SET PROBLEM:
Answer these from the passage on Billy Knight below:
(a) Which four players did the Pacers' management trade away during the previous summer?
(b) How many points and rebounds did Knight have in the fifth game against the Nets?
(c) What did Erving recommend that Knight wear?

SOURCE:
============================================================

During the previous summer, the Pacers’ management had traded away three fixtures in the team’s history—Mel Daniels, Freddie Lewis, and Roger Brown—as well as Donnie Freeman, who’d started for them the past two seasons, pledging themselves to building a new team around McGinnis. So, it was important for new players to come through, and Knight did not disappoint anybody.
Knight is a delightful young man, deadly with an open shot, who has been criticized because he played too passively and didn’t look like he was out to beat you. There were times he completely disappeared from the focal point of action. But by midseason, there was a definite improvement in the Pacers . . . and specifically in Knight.
The Pacers beat the Nets, defending ABA champs, three of their first four games. In the fifth game, Knight scored 13 of his 17 points in the second half and grabbed 15 rebounds. Every time the Nets threatened a comeback, Knight split the cords with a jump shot. You couldn’t have been any more competitive than Billy was that night.
It was only a year ago, in the spring, when he’d made a visit to New York to see Julius Erving, his hero, playing for the Nets. Knight had just completed his senior season, in which he averaged 21.8 points and 14 rebounds, while leading Pitt to 22 consecutive victories and a berth in the NCAA playoffs, where they ultimately lost in the East regional final to the eventual champion, North Carolina State.
Knight disclosed that he used to imitate Erving, better known as Dr. J., when he competed on the playgrounds or when the Pitt team was fooling around before practice sessions. “They all know Dr. J. is my man,” said Knight, “so if I did something fancy, or do a slam dunk on a tip in, they’ll shout, ‘Dr. J! Dr. J!’ I’ll smile. And I’ll give them a fist or something to acknowledge it.”
The Nets were playing the San Diego Conquistadors, then coached by Wilt Chamberlain, the night Billy came to see Dr. J. in action. Afterward, when he was introduced to Dr. J., they sat and chatted for a while. Erving showed Knight what a beating his knees have taken in a short time, and recommended that Knight wear protective pads on his knees. Knight promised that he would.

============================================================

LISTING:
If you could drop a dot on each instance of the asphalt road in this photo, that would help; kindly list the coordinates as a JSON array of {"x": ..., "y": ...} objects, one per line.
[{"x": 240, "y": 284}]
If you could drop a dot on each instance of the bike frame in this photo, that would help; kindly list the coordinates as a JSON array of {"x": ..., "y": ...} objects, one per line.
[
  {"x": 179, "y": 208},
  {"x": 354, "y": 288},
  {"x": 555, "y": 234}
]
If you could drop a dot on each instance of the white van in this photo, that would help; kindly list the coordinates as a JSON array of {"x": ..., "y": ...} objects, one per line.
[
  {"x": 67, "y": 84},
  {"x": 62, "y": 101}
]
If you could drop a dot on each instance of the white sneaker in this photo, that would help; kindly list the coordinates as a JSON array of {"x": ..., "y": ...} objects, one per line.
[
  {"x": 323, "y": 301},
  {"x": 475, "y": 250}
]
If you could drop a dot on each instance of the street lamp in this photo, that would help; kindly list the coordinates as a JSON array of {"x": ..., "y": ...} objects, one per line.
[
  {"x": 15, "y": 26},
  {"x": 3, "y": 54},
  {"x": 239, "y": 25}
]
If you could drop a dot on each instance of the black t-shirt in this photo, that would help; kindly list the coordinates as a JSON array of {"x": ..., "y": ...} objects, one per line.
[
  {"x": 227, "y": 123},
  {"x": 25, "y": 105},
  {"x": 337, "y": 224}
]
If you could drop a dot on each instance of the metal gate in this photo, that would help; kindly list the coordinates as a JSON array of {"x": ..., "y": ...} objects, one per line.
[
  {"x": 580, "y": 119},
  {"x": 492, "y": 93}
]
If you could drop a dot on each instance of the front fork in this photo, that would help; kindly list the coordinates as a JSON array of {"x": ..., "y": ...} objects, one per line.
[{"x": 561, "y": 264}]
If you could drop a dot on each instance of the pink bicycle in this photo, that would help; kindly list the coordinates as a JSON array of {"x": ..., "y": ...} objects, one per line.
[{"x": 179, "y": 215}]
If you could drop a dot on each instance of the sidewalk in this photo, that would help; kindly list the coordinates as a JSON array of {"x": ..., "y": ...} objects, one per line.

============================================================

THE ANSWER:
(a) Mel Daniels, Freddie Lewis, Roger Brown, and Donnie Freeman.
(b) 17 points and 15 rebounds.
(c) Protective pads on his knees.